Rewrite the records below, replacing each occurrence of "marker" with "dot" and keeping everything else unchanged.
** START SOURCE MATERIAL **
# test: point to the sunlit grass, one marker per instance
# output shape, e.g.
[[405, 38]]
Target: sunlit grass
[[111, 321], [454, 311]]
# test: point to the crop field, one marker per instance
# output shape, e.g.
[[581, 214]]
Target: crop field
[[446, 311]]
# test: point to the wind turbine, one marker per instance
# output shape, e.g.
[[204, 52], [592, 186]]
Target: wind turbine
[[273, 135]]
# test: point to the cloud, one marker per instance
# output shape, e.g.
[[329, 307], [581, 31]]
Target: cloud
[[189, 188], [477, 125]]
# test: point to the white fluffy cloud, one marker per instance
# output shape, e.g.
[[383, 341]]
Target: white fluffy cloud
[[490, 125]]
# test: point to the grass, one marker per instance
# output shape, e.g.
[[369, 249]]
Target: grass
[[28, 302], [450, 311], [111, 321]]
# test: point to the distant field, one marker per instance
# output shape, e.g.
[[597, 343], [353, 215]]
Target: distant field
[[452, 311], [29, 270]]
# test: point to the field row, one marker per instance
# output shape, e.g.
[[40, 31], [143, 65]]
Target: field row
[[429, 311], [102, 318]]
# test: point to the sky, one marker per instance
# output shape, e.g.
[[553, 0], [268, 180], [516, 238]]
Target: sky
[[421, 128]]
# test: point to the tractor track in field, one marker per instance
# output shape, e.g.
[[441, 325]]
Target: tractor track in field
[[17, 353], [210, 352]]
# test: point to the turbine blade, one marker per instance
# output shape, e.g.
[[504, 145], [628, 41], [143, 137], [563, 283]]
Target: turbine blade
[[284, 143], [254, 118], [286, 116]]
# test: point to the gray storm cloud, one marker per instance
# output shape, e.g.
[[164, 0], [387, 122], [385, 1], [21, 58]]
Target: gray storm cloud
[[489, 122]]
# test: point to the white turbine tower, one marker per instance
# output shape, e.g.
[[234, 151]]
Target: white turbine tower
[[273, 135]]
** END SOURCE MATERIAL **
§ **EXERCISE OUTPUT**:
# test: point to the sunlit grass, one dot per instance
# output shape, e.g.
[[405, 38]]
Target: sunlit grass
[[111, 321], [454, 311]]
# test: point to the crop field, one dot per instance
# output shape, e.g.
[[581, 214]]
Target: crop field
[[446, 311]]
# test: point to the wind turbine, one dot per instance
# output shape, e.g.
[[204, 52], [592, 186]]
Target: wind turbine
[[273, 135]]
# test: point to the cloud, one dot per instance
# output shape, e.g.
[[329, 307], [581, 31]]
Target: cloud
[[189, 188], [477, 125]]
# test: point to the white fluffy cloud, one dot per instance
# output shape, e.g.
[[383, 341]]
Target: white fluffy cloud
[[490, 125]]
# test: point to the grass, one dot per instance
# output shape, e.g.
[[369, 249]]
Target: grass
[[28, 302], [450, 311], [111, 321]]
# test: point to the distant field, one dot per instance
# output shape, e.g.
[[597, 343], [353, 215]]
Target: distant field
[[452, 311], [29, 270]]
# test: point to the field row, one dot per instance
# output shape, e.g.
[[40, 31], [143, 65]]
Target: field row
[[429, 311], [102, 318]]
# test: point to the sky, one dot per instance
# output shape, e.g.
[[553, 0], [268, 180], [516, 238]]
Target: sky
[[421, 128]]
# test: point to the tractor track in field, one dot per instance
# output shape, e.g.
[[441, 325]]
Target: tractor track in field
[[17, 353], [210, 352]]
# test: point to the turbine blade, one dot per instance
# output shape, e.g.
[[504, 145], [628, 41], [143, 137], [563, 283]]
Target: turbine blade
[[284, 143], [254, 118], [286, 116]]
# test: point to the gray storm cloud, one dot per instance
# output shape, e.g.
[[164, 0], [387, 122], [385, 1], [21, 58]]
Target: gray storm cloud
[[489, 122]]
# test: point to the white turbine tower, one dot per instance
# output shape, e.g.
[[234, 151]]
Target: white turbine tower
[[273, 135]]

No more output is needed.